═══ Extract

For large-scale two-stage estimation, adaptive integration dramatically reduces computation time by using factor scores from Stage 1 to determine how many integration points each observation needs in Stage 2:
- Small SE (factor well-identified): 1 integration point centered at factor score
- Medium SE: Fewer points with importance sampling correction
- Large SE (factor poorly identified): Full quadrature at prior mean
Formula: n_quad_obs = 1 + 2 × floor(factor_se / factor_sd / threshold)
Click to expand adaptive integration example
library(factorana)
# === STAGE 1: Estimate measurement model ===
fm <- define_factor_model(n_factors = 2, n_types = 1)
ctrl <- define_estimation_control(n_quad_points = 16, num_cores = 4)
# Define measurement components...
ms_stage1 <- define_model_system(components = list(mc1, mc2, mc3, mc4), factor = fm)

══════
═══ Given information

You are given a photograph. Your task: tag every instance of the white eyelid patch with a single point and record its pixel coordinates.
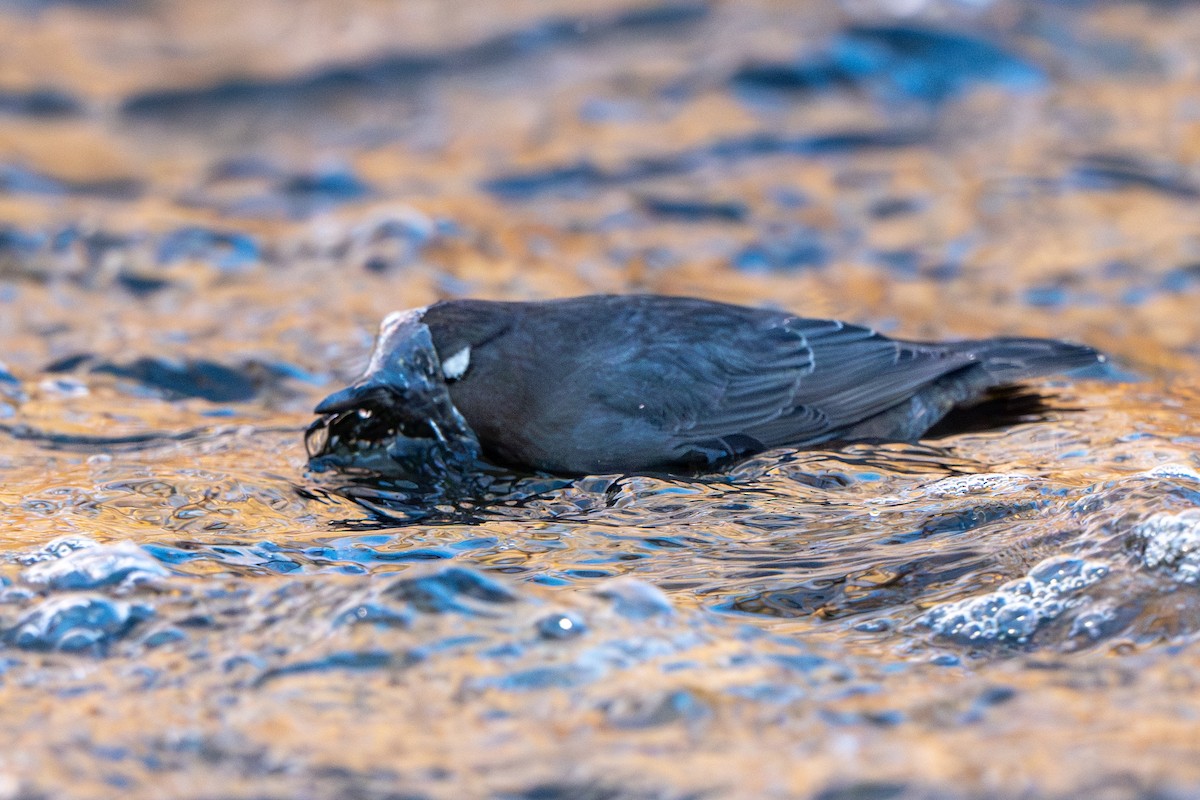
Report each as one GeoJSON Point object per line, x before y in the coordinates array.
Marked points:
{"type": "Point", "coordinates": [456, 365]}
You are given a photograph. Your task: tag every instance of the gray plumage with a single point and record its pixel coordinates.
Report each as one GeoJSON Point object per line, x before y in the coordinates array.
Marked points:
{"type": "Point", "coordinates": [612, 383]}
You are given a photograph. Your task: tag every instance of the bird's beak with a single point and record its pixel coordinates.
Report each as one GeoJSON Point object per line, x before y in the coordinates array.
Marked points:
{"type": "Point", "coordinates": [359, 396]}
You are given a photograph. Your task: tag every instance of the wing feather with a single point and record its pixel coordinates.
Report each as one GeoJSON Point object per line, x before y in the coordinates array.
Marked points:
{"type": "Point", "coordinates": [787, 380]}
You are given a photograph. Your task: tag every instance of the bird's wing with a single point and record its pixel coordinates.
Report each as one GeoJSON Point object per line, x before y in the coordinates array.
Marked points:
{"type": "Point", "coordinates": [787, 380]}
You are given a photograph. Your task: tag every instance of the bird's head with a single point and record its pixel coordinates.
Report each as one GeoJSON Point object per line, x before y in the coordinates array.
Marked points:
{"type": "Point", "coordinates": [399, 416]}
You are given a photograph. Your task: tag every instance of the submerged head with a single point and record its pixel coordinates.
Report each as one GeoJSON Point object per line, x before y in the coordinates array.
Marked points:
{"type": "Point", "coordinates": [397, 417]}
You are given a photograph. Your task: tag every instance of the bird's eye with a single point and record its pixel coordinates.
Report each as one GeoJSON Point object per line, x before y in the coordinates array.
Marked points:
{"type": "Point", "coordinates": [456, 365]}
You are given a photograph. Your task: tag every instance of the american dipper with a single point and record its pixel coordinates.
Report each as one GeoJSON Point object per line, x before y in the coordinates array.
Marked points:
{"type": "Point", "coordinates": [631, 383]}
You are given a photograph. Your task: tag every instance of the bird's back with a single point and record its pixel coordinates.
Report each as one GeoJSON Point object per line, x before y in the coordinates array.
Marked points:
{"type": "Point", "coordinates": [627, 383]}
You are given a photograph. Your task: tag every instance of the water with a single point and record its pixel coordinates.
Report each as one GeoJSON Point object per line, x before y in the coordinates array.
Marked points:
{"type": "Point", "coordinates": [203, 223]}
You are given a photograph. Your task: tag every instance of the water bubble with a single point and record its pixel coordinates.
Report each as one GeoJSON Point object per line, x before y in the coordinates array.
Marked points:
{"type": "Point", "coordinates": [91, 567]}
{"type": "Point", "coordinates": [1017, 609]}
{"type": "Point", "coordinates": [76, 623]}
{"type": "Point", "coordinates": [561, 626]}
{"type": "Point", "coordinates": [1173, 541]}
{"type": "Point", "coordinates": [635, 599]}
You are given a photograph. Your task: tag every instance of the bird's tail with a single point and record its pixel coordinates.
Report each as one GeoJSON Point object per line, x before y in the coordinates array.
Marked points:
{"type": "Point", "coordinates": [1008, 360]}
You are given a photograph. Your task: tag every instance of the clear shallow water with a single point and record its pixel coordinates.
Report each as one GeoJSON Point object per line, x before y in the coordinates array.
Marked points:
{"type": "Point", "coordinates": [204, 224]}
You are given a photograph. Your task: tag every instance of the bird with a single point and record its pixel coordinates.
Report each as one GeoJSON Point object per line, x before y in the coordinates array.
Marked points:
{"type": "Point", "coordinates": [605, 384]}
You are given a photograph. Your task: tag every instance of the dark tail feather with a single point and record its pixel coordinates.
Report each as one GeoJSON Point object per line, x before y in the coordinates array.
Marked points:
{"type": "Point", "coordinates": [1011, 360]}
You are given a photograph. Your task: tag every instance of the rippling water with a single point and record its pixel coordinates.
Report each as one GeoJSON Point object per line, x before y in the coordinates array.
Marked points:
{"type": "Point", "coordinates": [203, 222]}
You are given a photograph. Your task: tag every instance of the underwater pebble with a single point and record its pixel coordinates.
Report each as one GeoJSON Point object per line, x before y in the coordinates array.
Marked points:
{"type": "Point", "coordinates": [1171, 540]}
{"type": "Point", "coordinates": [10, 385]}
{"type": "Point", "coordinates": [635, 599]}
{"type": "Point", "coordinates": [93, 567]}
{"type": "Point", "coordinates": [57, 548]}
{"type": "Point", "coordinates": [450, 589]}
{"type": "Point", "coordinates": [1014, 612]}
{"type": "Point", "coordinates": [76, 623]}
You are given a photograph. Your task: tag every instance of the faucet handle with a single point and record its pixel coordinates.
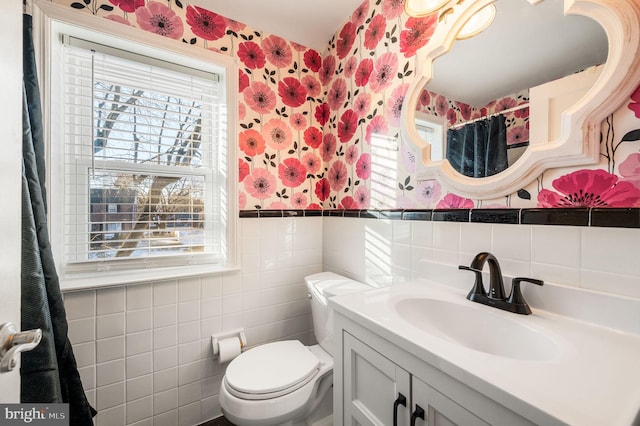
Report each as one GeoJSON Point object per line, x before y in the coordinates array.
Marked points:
{"type": "Point", "coordinates": [478, 285]}
{"type": "Point", "coordinates": [516, 298]}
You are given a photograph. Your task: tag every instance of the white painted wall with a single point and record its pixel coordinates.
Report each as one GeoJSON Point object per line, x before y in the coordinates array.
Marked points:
{"type": "Point", "coordinates": [10, 176]}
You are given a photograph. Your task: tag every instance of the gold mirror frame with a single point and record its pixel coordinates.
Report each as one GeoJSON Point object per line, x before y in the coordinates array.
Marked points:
{"type": "Point", "coordinates": [579, 141]}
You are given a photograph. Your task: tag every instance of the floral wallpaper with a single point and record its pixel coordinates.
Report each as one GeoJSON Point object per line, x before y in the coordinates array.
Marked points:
{"type": "Point", "coordinates": [322, 130]}
{"type": "Point", "coordinates": [280, 95]}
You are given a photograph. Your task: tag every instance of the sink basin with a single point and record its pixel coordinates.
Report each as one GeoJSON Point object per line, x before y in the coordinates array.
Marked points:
{"type": "Point", "coordinates": [477, 328]}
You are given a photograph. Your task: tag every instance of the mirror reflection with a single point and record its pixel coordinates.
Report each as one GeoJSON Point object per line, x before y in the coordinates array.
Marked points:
{"type": "Point", "coordinates": [495, 94]}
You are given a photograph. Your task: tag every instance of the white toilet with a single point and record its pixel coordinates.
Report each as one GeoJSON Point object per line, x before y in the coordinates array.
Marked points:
{"type": "Point", "coordinates": [287, 383]}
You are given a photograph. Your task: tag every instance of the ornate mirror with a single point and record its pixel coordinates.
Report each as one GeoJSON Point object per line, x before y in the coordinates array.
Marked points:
{"type": "Point", "coordinates": [552, 88]}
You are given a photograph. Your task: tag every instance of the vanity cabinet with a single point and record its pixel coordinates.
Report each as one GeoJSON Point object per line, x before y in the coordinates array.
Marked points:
{"type": "Point", "coordinates": [377, 383]}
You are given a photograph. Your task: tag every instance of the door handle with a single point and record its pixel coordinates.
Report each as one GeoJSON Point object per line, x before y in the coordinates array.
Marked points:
{"type": "Point", "coordinates": [400, 400]}
{"type": "Point", "coordinates": [418, 413]}
{"type": "Point", "coordinates": [12, 342]}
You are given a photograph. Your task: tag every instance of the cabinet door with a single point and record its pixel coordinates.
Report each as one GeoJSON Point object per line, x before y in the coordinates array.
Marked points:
{"type": "Point", "coordinates": [372, 385]}
{"type": "Point", "coordinates": [438, 409]}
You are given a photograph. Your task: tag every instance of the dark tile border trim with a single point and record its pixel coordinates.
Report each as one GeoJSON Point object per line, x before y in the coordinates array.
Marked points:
{"type": "Point", "coordinates": [600, 217]}
{"type": "Point", "coordinates": [572, 217]}
{"type": "Point", "coordinates": [507, 216]}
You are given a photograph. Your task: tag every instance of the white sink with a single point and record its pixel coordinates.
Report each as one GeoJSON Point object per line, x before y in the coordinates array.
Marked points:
{"type": "Point", "coordinates": [477, 328]}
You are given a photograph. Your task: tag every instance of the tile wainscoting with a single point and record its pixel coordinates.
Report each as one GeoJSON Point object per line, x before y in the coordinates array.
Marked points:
{"type": "Point", "coordinates": [144, 350]}
{"type": "Point", "coordinates": [592, 249]}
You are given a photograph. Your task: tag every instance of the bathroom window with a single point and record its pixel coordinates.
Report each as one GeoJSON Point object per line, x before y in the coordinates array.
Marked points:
{"type": "Point", "coordinates": [139, 162]}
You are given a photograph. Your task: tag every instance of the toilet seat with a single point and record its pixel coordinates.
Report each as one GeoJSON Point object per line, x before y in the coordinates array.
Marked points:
{"type": "Point", "coordinates": [271, 370]}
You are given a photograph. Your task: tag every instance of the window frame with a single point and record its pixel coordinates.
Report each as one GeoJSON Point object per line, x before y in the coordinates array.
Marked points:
{"type": "Point", "coordinates": [50, 22]}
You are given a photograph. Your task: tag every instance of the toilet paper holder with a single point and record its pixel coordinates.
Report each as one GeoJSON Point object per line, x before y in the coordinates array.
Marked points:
{"type": "Point", "coordinates": [235, 333]}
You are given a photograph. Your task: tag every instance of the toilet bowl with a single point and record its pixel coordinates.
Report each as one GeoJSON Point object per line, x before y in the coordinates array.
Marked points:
{"type": "Point", "coordinates": [286, 382]}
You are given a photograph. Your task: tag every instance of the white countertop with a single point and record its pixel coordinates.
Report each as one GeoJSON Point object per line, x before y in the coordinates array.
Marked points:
{"type": "Point", "coordinates": [592, 379]}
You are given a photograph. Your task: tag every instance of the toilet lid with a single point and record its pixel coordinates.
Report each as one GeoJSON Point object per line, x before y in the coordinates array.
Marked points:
{"type": "Point", "coordinates": [272, 368]}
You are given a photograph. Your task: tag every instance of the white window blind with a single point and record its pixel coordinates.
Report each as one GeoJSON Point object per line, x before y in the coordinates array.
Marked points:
{"type": "Point", "coordinates": [140, 153]}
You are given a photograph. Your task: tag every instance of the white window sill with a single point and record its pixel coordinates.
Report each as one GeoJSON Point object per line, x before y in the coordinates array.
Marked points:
{"type": "Point", "coordinates": [118, 278]}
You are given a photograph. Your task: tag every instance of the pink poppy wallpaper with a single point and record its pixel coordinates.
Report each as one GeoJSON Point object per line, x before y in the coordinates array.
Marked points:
{"type": "Point", "coordinates": [319, 130]}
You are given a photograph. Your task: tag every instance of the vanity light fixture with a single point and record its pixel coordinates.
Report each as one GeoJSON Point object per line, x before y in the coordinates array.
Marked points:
{"type": "Point", "coordinates": [421, 8]}
{"type": "Point", "coordinates": [479, 22]}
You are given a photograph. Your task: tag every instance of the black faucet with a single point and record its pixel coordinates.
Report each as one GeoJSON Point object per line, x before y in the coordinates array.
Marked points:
{"type": "Point", "coordinates": [496, 295]}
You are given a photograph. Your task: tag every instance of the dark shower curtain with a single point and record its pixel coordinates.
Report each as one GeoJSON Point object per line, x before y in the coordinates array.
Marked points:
{"type": "Point", "coordinates": [479, 149]}
{"type": "Point", "coordinates": [48, 373]}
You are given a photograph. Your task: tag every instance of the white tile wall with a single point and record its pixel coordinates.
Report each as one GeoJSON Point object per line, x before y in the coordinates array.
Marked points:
{"type": "Point", "coordinates": [144, 350]}
{"type": "Point", "coordinates": [602, 259]}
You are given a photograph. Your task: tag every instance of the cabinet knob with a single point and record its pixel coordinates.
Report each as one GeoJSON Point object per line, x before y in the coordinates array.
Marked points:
{"type": "Point", "coordinates": [400, 400]}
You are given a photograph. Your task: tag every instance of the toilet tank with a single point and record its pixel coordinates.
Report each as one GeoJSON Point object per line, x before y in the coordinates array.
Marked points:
{"type": "Point", "coordinates": [321, 286]}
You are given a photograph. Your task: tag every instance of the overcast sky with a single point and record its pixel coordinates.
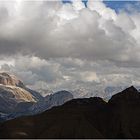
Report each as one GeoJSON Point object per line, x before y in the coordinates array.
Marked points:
{"type": "Point", "coordinates": [56, 45]}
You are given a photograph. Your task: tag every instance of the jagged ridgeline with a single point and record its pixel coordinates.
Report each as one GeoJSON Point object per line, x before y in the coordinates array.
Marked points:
{"type": "Point", "coordinates": [18, 100]}
{"type": "Point", "coordinates": [82, 118]}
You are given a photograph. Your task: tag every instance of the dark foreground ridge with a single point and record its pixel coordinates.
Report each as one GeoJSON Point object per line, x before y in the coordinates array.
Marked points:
{"type": "Point", "coordinates": [82, 118]}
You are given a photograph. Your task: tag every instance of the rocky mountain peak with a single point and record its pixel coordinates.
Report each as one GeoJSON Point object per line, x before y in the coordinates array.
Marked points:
{"type": "Point", "coordinates": [11, 80]}
{"type": "Point", "coordinates": [129, 94]}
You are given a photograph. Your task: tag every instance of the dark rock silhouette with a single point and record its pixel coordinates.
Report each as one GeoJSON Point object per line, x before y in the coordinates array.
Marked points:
{"type": "Point", "coordinates": [82, 118]}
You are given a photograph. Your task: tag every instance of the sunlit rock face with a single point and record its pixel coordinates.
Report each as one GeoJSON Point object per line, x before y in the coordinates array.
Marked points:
{"type": "Point", "coordinates": [14, 98]}
{"type": "Point", "coordinates": [7, 79]}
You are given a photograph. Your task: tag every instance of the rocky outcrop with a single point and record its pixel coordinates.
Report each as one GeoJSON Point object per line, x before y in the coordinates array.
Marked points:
{"type": "Point", "coordinates": [7, 79]}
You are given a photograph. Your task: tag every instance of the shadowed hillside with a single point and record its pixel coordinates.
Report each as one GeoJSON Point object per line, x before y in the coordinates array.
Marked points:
{"type": "Point", "coordinates": [82, 118]}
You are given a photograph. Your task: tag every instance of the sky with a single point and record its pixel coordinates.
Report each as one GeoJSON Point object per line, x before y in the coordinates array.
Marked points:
{"type": "Point", "coordinates": [56, 45]}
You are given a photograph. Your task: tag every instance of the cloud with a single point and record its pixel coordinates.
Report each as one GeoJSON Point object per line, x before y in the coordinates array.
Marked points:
{"type": "Point", "coordinates": [69, 45]}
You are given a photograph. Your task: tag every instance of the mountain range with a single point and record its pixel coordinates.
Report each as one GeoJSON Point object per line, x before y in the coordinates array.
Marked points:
{"type": "Point", "coordinates": [82, 118]}
{"type": "Point", "coordinates": [18, 100]}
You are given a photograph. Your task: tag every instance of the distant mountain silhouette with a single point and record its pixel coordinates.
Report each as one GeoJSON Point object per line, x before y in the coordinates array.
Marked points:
{"type": "Point", "coordinates": [18, 100]}
{"type": "Point", "coordinates": [82, 118]}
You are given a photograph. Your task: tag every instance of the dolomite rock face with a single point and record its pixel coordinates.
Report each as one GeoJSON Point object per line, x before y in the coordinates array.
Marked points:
{"type": "Point", "coordinates": [14, 98]}
{"type": "Point", "coordinates": [7, 79]}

══════

Stated goal A >>
According to the text on adaptive integration, why does this method cut computation time in large-scale two-stage estimation?
Stated goal B >>
Can you carry on the adaptive integration example from its last line?

Final answer A >>
It uses the factor scores from Stage 1 to decide how many integration points each observation needs in Stage 2. A well-identified factor with a small SE gets a single point centered at its factor score. Only poorly identified factors with a large SE get full quadrature at the prior mean.

Final answer B >>
result_s1 <- estimate_model_rcpp(ms_stage1, data, control = ctrl)
# Get factor scores and standard errors
fscores <- estimate_factorscores_rcpp(ms_stage1, data, result_s1$par, ctrl)
factor_scores <- fscores$factor_scores # matrix [nobs x nfac]
factor_ses <- fscores$factor_ses # matrix [nobs x nfac]
# === STAGE 2: Estimate with adaptive integration ===
# Add structural components...
ms_stage2 <- define_model_system(
components = list(mc1, mc2, mc3, mc4, mc_outcome),
factor = fm
)
# Initialize FactorModel for Stage 2
fm_ptr <- initialize_factor_model_cpp(ms_stage2, data, n_quad = 16)
# Extract factor variances from Stage 1
factor_vars <- c(result_s1$par["factor_var_1"], result_s1$par["factor_var_2"])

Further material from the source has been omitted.